Memory Cove Wilderness Protection Area

  • Toilets
  • Camping
  • 4WD
  • Swimming
  • Scuba / Snorkelling
  • Fishing
  • Walking Trails
  • Bird Watching
PDF Park Brochure
Lincoln National Park park locator map

Memory Cove, is an isolated, tranquil bay, bordered by vast expanses of mallee, and granite outcrops. The white sandy beach between the park's densely vegetated headlands provides shelter and makes Memory Cove an ideal camping site.


Memory Cove Wilderness Protection Area, located 50km from Port Lincoln, conserves the magnificent scenery surrounding Memory Cove, as well as providing refuge for the park's rare flora and fauna.

To maintain the special wilderness qualities of this area access to Memory Cove is limited to 15 vehicles a day (information about gate key provided when booking). Among the park's eucalypt and sheoak woodlands, a wide variety of birds can be found, including the shy bush stone-curlew and the rare western whipbird. There are spectacular views from coastal lookouts that overlook the surrounding islands. You may even spot a whale or dolphin that pass by the area during the winter months.

Memory Cove Wilderness Protection Area is surrounded by Lincoln National Park, be sure to check out other things to see and do in this neighbouring park to make the most of your visit.

Opening hours

To maintain the special wilderness qualities of this area access to Memory Cove is limited to 15 vehicles a day, book your vehicle entry and camping to receive a gate key.

Upon booking further instruction will be given on how to pick up your key from the Port Lincoln Visitor Information Centre.

Port Lincoln Visitor Information Centre

3 Adelaide Place, Port Lincoln
Phone: (+61 8) 8683 3544

Contact details

Port Lincoln Natural Resource Centre

Phone: (+61  8) 8688 3111

Port Lincoln Visitor Information Centre

Phone: (+61 8) 8683 3544 or 1300 788 378

For online bookings enquiries please email:

When to visit

Summer in Memory Cove Wilderness Protection Area is perfect, the weather is warm to hot and usually dry. It’s great for camping and ideal for beach lovers.

If you visit during late winter and spring – the best time for walking – you're likely to see the park teeming with native flora and birdlife.

Pets in parks

Pets are not permitted within this park. There are however, a number of South Australian National Parks where you can take your dog on a lead. 


There are five campgrounds available to be booked at Memory Cove. There are toilets and non-potable water located at the campground.

This is a remote wilderness so please be prepared to be self sufficient.

Please bring garbage bags and take you rubbish with you when you leave.

Useful information

  • Important: Collection of firewood within National Parks is prohibited.

Traditional owners

The Barngarla and Nauo people use the rich food resources of the lower Eyre Peninsula coast. The local Aboriginal people have mastered the art of harvesting freshwater from underground and coastal springs. They also make use of a wide variety of fish, inland mammals, reptiles and plants. Fish traps made from stone arrangements, stone working sites and middens are still present in the park.

========

▸ Goal A
Quote, word for word, the rows from the line containing "query (the noun phrase to segment): concrete" through the line containing "Return the outline of every instance of the concrete", inclusive.
The Memory Cove page and the rows were drawn from unrelated sources.

▸ Exercise data
========

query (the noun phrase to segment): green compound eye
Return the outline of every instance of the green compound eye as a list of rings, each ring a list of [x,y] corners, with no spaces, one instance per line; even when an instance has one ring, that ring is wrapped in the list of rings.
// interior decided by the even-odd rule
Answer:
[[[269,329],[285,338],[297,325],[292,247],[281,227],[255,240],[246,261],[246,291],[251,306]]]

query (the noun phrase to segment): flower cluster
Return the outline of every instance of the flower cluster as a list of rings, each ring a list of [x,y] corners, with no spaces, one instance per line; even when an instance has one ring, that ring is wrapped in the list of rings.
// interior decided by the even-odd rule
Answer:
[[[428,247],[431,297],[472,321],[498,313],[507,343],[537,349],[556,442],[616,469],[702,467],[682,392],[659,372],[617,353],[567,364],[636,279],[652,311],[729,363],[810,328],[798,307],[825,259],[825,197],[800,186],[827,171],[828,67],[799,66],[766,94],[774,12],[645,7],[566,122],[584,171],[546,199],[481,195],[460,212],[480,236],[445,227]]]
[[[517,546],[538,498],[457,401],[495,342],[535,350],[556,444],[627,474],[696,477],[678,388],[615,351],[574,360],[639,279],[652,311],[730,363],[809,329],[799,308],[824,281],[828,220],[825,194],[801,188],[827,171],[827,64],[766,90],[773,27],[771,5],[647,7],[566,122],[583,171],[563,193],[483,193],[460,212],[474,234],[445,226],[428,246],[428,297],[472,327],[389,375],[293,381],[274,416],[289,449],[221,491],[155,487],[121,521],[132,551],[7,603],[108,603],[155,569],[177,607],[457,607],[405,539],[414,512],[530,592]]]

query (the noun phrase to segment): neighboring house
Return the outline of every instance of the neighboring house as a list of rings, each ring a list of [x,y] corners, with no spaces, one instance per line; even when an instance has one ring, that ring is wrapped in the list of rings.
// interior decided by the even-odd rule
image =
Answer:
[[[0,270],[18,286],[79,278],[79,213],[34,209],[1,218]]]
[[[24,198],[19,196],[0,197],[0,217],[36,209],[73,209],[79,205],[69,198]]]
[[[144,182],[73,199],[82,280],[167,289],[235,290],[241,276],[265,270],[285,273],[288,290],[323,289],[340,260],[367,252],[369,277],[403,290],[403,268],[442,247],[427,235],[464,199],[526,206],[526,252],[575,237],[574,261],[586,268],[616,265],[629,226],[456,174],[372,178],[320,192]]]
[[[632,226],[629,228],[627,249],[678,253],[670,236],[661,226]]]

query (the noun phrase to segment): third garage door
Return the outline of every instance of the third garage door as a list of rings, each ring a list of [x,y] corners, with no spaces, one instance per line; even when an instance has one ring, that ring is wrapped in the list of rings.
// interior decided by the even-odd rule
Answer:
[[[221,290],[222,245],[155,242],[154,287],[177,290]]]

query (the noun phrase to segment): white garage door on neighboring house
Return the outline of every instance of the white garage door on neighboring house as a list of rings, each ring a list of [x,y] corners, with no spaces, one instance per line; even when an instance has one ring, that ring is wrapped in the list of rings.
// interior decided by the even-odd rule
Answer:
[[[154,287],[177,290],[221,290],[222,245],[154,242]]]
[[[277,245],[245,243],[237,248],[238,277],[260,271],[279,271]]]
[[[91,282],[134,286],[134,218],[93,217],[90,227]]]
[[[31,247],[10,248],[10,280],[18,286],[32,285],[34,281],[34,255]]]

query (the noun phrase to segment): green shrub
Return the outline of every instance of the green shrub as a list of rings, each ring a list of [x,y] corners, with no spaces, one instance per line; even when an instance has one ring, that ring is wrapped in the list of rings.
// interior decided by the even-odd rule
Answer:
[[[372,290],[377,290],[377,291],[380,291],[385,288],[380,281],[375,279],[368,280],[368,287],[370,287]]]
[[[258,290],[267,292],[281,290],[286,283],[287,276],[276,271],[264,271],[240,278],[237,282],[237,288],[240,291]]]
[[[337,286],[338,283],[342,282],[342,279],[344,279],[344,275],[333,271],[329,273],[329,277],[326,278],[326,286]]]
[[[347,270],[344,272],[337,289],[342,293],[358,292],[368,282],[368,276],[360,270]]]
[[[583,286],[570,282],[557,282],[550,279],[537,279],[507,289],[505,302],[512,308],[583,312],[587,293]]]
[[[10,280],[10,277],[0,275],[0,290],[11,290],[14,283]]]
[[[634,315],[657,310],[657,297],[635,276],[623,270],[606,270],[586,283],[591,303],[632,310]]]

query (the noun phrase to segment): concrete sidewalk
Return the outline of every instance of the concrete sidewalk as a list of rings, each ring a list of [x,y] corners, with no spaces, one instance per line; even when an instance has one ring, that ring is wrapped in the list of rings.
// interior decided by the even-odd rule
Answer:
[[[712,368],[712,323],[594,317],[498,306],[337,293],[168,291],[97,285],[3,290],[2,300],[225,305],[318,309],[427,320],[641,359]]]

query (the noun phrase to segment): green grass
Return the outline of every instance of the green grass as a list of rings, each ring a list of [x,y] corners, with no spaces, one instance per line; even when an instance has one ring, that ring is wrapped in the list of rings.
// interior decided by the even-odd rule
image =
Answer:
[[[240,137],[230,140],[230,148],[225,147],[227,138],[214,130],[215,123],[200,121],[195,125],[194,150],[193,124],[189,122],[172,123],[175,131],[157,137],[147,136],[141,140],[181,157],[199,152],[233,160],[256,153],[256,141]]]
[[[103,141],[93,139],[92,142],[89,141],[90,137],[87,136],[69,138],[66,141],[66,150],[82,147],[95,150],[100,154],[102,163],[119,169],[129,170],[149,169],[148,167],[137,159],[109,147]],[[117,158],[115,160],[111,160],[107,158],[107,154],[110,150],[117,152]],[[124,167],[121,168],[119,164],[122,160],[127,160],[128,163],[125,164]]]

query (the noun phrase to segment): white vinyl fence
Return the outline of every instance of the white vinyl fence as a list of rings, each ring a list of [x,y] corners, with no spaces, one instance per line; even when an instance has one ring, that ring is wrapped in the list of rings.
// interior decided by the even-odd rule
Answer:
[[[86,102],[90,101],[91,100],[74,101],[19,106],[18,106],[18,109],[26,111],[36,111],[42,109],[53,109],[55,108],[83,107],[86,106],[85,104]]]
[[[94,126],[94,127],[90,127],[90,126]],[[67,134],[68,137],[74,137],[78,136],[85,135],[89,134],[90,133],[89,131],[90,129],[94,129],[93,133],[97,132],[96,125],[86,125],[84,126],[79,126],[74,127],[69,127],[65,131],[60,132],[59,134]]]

========

▸ Goal B
Which facilities and activities appear in the bulleted list at the top of the Memory Cove page?

▸ Exercise solution A
query (the noun phrase to segment): concrete sidewalk
Return the outline of every instance of the concrete sidewalk as a list of rings, each ring a list of [x,y] corners, with no spaces, one instance per line; even when an instance has one ring, that ring is wrapped in the list of rings.

▸ Exercise solution B
- Toilets
- Camping
- 4WD
- Swimming
- Scuba / Snorkelling
- Fishing
- Walking Trails
- Bird Watching